*** Extracted entries ***

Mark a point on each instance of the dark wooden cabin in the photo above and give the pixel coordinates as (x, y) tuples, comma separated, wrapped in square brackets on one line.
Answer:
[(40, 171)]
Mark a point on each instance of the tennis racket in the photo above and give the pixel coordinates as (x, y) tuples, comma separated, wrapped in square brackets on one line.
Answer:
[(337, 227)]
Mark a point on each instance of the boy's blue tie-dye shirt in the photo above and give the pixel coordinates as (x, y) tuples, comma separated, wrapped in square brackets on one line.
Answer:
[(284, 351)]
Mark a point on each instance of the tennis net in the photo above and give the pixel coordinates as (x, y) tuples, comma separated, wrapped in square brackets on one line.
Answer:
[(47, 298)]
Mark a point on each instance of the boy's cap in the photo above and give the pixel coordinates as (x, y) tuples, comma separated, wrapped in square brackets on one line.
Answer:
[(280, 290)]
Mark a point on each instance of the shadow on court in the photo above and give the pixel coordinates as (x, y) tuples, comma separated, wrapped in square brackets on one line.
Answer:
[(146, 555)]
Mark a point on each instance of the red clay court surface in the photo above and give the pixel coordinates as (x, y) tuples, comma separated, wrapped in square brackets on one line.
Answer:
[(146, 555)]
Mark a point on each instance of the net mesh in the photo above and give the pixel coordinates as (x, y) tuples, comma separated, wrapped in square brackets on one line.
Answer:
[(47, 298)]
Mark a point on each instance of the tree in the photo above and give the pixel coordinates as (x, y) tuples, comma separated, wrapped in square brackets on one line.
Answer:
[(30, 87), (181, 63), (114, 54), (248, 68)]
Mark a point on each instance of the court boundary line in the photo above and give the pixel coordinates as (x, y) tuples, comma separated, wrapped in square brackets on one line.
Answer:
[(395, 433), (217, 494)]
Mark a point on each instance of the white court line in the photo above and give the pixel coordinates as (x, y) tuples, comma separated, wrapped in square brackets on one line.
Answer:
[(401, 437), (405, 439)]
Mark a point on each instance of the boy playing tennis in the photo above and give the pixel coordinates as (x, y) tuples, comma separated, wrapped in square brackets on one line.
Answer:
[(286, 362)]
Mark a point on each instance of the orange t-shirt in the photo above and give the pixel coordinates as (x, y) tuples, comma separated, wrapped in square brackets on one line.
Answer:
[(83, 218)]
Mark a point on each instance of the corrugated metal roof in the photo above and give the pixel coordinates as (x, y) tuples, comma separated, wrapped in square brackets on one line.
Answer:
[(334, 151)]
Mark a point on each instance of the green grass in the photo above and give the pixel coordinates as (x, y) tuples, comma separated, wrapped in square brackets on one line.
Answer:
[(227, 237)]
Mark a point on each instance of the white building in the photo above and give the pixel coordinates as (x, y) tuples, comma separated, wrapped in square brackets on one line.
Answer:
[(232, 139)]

*** End of Extracted entries ***

■ Task objective ■
Among the lines above, repeat exactly those from the line with "Mark a point on each instance of the boy playing" to the line with "Mark a point on each instance of the corrugated", counting both ends.

■ Written answer ■
Mark a point on each instance of the boy playing tennis in the photo above and give the pixel coordinates as (x, y) tuples, comma separated, wrapped in square brackets on one line.
Answer:
[(286, 362)]
Mark a point on each instance of the orange t-shirt in the photo above and give the pixel coordinates as (x, y) tuples, comma separated, wrapped in square brackets on one line.
Answer:
[(83, 218)]
Mark a point on each instance of the corrugated metal roof in the photo above and give the pixel coordinates as (x, y) tuples, comma separated, wrapped in square brackets on one line.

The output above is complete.